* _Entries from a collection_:
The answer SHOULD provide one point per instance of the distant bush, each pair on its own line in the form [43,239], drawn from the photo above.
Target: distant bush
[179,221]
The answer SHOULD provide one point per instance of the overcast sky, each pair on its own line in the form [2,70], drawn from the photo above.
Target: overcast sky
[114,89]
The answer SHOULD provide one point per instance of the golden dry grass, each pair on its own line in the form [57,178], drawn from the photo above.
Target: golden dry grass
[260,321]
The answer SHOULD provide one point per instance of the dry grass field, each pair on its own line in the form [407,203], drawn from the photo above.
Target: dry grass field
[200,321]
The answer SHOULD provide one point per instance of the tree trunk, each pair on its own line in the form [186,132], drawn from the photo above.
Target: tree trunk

* _Written problem_: Rewrite all of the material above, replacing "SHOULD" with "MUST" wherever it occurs and leaving everything else unchanged.

* _Exercise output_:
The answer MUST provide one point per instance of the distant bush, each pair on its own line in the form [43,239], drawn from the photo above.
Target: distant bush
[179,221]
The answer MUST provide one point per instance of the overcast sky, each pair on its own line in the form [2,70], drawn from the photo above.
Target: overcast sky
[114,89]
The answer MUST provide one point per instance of the golden dry grass, each pair on its own line in the form [57,178], drawn from the photo above.
Target: golden dry grass
[260,321]
The answer MUST provide one point per instance of the dry grass field, each pair on its own line in the form [407,203], drawn from the photo above.
Target: dry grass field
[200,321]
The answer MUST provide one point per instance of the tree trunk, each pair on its own line in the form [186,132], drawn from the photo above.
Target: tree trunk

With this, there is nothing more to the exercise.